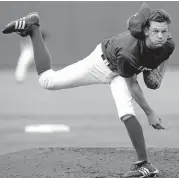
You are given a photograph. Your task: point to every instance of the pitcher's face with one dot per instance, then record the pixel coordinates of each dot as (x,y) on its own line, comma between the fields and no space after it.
(156,34)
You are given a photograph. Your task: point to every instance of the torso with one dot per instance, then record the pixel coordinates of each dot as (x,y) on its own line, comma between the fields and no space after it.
(128,55)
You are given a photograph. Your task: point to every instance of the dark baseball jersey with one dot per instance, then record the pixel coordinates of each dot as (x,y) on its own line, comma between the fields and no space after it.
(128,55)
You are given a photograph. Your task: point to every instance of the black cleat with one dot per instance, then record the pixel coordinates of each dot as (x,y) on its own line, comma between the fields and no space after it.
(24,25)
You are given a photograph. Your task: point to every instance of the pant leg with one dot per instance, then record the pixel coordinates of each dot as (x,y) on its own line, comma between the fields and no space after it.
(122,97)
(91,70)
(26,58)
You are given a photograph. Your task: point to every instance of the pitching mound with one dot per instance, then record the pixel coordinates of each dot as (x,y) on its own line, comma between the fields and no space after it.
(82,162)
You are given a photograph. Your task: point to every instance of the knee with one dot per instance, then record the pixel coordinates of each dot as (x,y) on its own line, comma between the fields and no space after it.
(126,117)
(46,80)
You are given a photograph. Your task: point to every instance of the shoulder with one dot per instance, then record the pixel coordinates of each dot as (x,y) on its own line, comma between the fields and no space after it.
(170,44)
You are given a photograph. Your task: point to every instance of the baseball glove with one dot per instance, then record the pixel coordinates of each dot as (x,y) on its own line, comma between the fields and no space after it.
(152,78)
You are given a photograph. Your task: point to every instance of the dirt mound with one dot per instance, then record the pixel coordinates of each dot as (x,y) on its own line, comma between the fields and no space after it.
(83,162)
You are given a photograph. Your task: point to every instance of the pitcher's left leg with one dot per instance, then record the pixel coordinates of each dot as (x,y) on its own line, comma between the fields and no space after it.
(125,108)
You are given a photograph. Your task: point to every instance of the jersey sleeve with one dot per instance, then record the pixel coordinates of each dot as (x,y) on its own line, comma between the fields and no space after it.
(170,46)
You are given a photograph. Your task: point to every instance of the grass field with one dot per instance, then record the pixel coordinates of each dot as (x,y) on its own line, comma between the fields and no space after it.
(90,113)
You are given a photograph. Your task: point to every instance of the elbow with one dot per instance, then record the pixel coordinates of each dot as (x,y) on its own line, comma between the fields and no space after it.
(46,80)
(154,87)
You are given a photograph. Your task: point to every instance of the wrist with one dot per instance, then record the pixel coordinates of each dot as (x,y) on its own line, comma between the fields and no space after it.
(149,112)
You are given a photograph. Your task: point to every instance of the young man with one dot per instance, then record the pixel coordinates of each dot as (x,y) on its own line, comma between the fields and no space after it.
(26,58)
(116,61)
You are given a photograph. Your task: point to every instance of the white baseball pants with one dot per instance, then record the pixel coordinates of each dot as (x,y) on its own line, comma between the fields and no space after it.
(91,70)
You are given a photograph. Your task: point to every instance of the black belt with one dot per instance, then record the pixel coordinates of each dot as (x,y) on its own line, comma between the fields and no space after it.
(109,65)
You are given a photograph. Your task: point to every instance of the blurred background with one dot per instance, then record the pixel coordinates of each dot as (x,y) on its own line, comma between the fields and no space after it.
(75,28)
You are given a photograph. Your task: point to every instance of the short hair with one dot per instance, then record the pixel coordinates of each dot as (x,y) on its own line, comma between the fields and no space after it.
(158,15)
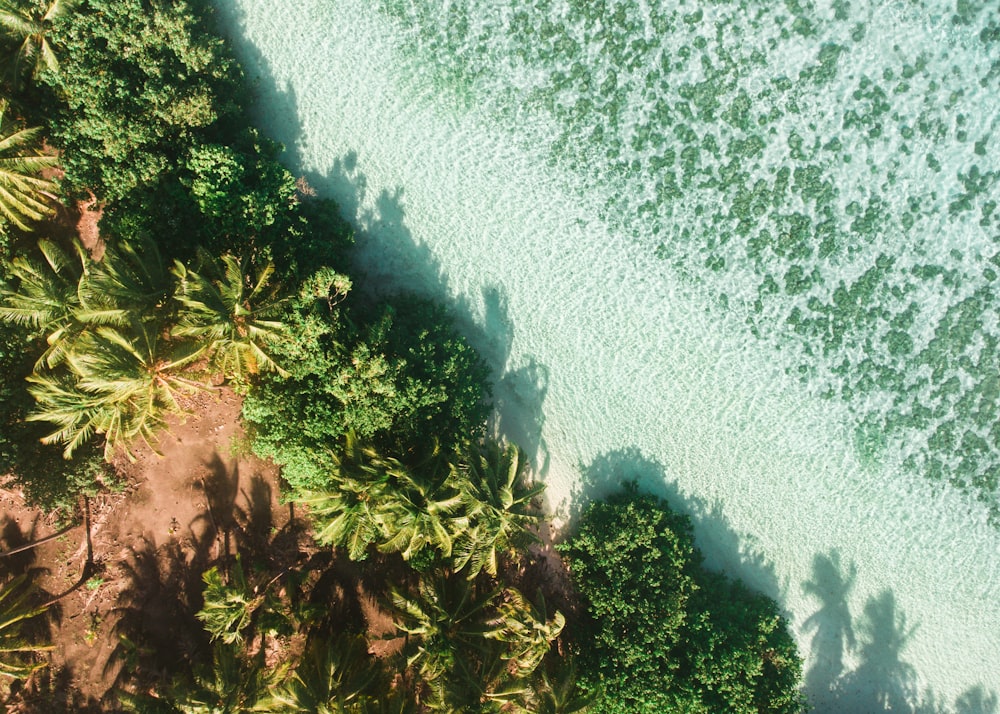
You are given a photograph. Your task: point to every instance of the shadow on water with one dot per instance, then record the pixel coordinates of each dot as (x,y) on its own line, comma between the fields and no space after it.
(724,549)
(858,664)
(388,255)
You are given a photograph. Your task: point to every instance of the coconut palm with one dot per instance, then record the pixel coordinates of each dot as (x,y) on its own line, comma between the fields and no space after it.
(482,684)
(233,312)
(346,515)
(118,383)
(442,622)
(526,630)
(558,693)
(231,684)
(378,500)
(131,281)
(30,22)
(498,504)
(45,296)
(420,511)
(229,607)
(24,196)
(15,648)
(334,675)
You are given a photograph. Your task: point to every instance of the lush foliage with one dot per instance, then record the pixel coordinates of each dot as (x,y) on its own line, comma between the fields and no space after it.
(139,84)
(663,635)
(406,377)
(24,195)
(218,263)
(16,649)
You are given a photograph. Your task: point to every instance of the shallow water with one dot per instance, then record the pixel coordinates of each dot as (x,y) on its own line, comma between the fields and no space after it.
(746,256)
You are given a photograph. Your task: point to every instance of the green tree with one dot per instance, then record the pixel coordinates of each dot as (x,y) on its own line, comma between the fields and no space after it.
(390,382)
(334,675)
(558,693)
(526,629)
(232,683)
(16,649)
(443,622)
(229,606)
(118,383)
(661,633)
(44,296)
(347,516)
(420,509)
(30,23)
(24,196)
(499,506)
(377,500)
(140,82)
(233,313)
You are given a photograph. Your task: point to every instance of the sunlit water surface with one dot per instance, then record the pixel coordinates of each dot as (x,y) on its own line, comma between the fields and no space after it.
(748,256)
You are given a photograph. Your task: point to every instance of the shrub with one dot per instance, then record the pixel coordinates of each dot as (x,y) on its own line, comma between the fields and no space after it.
(661,633)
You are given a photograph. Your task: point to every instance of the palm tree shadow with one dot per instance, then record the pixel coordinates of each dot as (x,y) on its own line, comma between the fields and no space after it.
(14,537)
(723,548)
(883,681)
(387,255)
(832,623)
(221,489)
(154,615)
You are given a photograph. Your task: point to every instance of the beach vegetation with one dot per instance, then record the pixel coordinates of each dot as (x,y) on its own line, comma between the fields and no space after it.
(661,632)
(410,575)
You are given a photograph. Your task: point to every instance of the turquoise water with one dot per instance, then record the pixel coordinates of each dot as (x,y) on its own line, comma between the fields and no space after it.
(746,254)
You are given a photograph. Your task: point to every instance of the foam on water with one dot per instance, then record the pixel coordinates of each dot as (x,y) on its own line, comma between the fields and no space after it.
(691,332)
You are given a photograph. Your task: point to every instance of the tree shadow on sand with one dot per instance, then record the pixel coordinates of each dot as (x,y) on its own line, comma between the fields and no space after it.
(880,680)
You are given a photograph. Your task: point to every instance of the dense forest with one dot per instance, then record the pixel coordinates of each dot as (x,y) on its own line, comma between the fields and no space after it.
(154,250)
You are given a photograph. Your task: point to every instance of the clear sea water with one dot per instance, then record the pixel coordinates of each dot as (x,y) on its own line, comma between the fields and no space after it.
(745,252)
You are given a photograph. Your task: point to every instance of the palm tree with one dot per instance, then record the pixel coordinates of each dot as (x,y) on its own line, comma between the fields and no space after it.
(345,516)
(15,648)
(24,197)
(29,22)
(443,622)
(559,694)
(117,384)
(526,629)
(334,675)
(234,313)
(482,684)
(420,512)
(131,282)
(498,505)
(47,297)
(229,607)
(377,500)
(231,684)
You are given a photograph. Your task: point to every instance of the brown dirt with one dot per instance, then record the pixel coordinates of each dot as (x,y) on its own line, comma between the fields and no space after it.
(184,509)
(193,503)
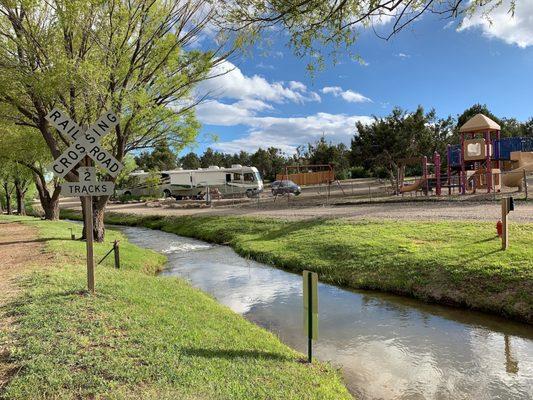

****************************************

- [Aim of the task]:
Collect every line of the listing above that contains the string "water" and reproduce each one verbatim.

- [Solution]:
You are given a photograph. Your task: point to every instance of the shadow on water with one dot per instance, then record the pixel coordinates of each dot as (x,y) on its own line, comma between the fields and no space after it.
You are given a photograph. Your task: point to every instance of the shallow water with one dot per instance, then record the pixel coordinates of each dot as (x,y) on its own line, comma between the fields and no space after it.
You are given a photograph. Your task: point to every instance of the sunlit water surface with one dot per instance, then record the pixel coordinates of each dot as (x,y) on its own line, comma between the fields and no space after it.
You are given a photograph. Your task: point to every instance of the turquoise water with one dot per instance, then record the pixel coordinates of each dot as (x,y) on its own line, comma between the fields and no space after it.
You are given a photograph. Your task: point to every instance of the foam on water with one dot per instance, then record the pixel coordinates of each dot as (x,y) on its own line, comma between the fields and no space after it.
You are given a photograph. Your task: point to every instance of the clear sea water with one dot per instance, then record the pixel coordinates of each dot as (x,y) on its own line, comma between the fields and no space after it.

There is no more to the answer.